▸ Information given:
* start *

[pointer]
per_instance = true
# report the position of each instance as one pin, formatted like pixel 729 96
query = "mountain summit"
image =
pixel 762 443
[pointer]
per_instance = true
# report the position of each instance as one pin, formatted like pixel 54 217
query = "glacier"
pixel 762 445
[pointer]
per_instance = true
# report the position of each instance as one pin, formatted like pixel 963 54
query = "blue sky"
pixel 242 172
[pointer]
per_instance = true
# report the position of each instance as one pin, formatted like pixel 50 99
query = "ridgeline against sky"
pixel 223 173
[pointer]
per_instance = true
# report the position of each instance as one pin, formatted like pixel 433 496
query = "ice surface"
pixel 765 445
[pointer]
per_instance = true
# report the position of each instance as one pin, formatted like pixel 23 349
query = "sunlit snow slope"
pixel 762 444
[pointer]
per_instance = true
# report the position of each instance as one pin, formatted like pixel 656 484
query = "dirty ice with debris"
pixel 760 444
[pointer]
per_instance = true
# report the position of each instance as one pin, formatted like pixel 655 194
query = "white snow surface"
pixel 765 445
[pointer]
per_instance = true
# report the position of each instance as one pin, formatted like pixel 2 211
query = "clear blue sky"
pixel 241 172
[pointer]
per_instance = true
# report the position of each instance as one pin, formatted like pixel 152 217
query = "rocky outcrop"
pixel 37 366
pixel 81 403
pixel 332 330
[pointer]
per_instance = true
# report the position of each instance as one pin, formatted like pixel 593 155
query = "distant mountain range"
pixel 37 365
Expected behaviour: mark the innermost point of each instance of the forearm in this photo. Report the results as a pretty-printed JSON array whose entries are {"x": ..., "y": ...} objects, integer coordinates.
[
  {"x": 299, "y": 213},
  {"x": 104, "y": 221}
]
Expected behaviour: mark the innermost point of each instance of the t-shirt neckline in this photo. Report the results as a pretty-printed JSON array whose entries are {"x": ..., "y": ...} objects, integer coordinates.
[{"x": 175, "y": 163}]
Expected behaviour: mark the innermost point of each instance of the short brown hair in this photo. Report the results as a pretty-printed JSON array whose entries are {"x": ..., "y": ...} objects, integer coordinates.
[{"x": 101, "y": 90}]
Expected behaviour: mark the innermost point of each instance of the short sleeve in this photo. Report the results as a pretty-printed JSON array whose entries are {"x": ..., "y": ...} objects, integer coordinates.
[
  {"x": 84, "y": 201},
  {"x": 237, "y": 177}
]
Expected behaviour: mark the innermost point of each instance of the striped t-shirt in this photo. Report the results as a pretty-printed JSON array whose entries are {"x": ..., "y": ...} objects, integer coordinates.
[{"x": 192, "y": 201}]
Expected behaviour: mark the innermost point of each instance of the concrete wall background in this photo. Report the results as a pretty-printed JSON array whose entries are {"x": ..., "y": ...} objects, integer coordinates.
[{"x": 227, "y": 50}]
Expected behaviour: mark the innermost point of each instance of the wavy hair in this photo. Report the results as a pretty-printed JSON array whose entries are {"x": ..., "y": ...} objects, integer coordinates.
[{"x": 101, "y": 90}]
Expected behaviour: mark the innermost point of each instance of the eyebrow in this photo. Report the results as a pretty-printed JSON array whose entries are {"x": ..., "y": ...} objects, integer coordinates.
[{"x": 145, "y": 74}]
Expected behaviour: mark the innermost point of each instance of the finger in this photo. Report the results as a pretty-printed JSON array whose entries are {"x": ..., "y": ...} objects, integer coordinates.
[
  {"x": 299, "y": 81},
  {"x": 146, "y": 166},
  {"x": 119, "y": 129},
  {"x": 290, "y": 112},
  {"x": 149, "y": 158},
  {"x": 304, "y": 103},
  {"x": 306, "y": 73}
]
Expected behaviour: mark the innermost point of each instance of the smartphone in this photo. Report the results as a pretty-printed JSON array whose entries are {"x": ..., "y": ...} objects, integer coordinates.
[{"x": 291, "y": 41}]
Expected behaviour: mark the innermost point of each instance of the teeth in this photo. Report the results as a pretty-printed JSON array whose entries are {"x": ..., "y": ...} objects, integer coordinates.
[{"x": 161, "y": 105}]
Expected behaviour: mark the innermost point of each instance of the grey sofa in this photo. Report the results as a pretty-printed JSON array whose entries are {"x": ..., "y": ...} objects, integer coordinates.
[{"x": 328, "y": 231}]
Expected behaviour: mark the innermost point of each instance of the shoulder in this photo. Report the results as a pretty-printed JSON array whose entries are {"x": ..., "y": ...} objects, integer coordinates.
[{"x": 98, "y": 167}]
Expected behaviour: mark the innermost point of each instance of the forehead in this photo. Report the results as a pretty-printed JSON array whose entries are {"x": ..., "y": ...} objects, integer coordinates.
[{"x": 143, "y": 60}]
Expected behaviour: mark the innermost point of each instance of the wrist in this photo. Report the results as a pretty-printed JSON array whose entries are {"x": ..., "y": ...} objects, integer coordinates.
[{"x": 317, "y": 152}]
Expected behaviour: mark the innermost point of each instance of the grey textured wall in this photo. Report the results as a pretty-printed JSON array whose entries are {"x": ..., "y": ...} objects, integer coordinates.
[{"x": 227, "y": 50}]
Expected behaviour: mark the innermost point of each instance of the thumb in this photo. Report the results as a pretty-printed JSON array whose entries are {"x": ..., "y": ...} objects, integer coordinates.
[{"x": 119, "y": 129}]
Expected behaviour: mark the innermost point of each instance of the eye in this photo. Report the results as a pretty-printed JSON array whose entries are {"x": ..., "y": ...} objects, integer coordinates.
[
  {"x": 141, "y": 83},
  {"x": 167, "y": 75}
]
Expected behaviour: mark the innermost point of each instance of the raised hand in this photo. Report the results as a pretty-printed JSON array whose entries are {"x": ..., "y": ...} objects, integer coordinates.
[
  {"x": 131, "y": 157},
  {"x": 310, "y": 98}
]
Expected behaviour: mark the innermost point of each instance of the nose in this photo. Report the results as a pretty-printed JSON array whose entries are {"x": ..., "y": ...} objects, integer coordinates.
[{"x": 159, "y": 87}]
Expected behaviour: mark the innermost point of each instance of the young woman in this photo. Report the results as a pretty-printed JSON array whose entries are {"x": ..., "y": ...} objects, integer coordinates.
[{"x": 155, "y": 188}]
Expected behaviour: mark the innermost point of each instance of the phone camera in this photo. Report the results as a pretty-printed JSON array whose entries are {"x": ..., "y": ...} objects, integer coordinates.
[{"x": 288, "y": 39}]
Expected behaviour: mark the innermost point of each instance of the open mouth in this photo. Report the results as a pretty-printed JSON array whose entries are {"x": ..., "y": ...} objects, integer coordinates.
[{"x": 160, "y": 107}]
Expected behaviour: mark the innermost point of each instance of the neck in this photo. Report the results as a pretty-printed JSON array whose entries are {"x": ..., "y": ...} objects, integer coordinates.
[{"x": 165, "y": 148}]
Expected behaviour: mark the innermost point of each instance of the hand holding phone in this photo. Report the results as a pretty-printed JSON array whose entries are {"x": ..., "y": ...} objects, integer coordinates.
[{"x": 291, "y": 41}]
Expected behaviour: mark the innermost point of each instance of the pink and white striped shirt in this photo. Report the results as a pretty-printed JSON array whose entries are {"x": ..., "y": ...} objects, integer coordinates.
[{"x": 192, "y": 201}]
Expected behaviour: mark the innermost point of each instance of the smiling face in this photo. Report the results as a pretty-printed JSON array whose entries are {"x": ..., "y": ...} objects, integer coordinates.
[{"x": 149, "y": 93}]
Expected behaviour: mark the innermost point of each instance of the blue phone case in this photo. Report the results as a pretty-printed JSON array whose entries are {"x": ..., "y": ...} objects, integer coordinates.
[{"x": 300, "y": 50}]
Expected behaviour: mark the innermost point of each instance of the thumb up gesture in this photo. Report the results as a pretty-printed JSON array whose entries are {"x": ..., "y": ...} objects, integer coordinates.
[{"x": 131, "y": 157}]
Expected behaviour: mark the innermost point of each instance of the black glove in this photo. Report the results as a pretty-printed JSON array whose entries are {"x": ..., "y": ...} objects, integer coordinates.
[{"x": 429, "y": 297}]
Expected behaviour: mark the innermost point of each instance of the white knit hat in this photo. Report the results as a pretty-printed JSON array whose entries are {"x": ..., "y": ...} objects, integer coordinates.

* end *

▸ Exercise goal: Starting with the first line of the items and going on through the line with "pixel 762 444", write every line out again in full. Multiply each pixel coordinate in the answers by 0.7 and round to whole numbers, with halves rounded up, but leave the numbers in the "formatted like" lines unchanged.

▸ Solved exercise:
[pointer]
per_instance = true
# report the position of each instance as one pin, formatted like pixel 729 96
query = "mountain summit"
image =
pixel 533 310
[pointer]
per_instance = true
# report the position of each instance as one pin, formatted like pixel 54 217
query = "glacier"
pixel 533 312
[pointer]
per_instance = true
# report the position of each instance as one pin, formatted like pixel 963 54
query = "blue sky"
pixel 169 120
[pointer]
per_instance = true
# report the position of each instance as one pin, formatted like pixel 50 99
query = "ridgeline against sky"
pixel 156 121
[pointer]
per_instance = true
# report the position of each instance as one pin, formatted like pixel 433 496
query = "ice surface"
pixel 536 312
[pointer]
per_instance = true
# report the position of each instance as one pin, formatted like pixel 23 349
query = "sunlit snow slope"
pixel 533 311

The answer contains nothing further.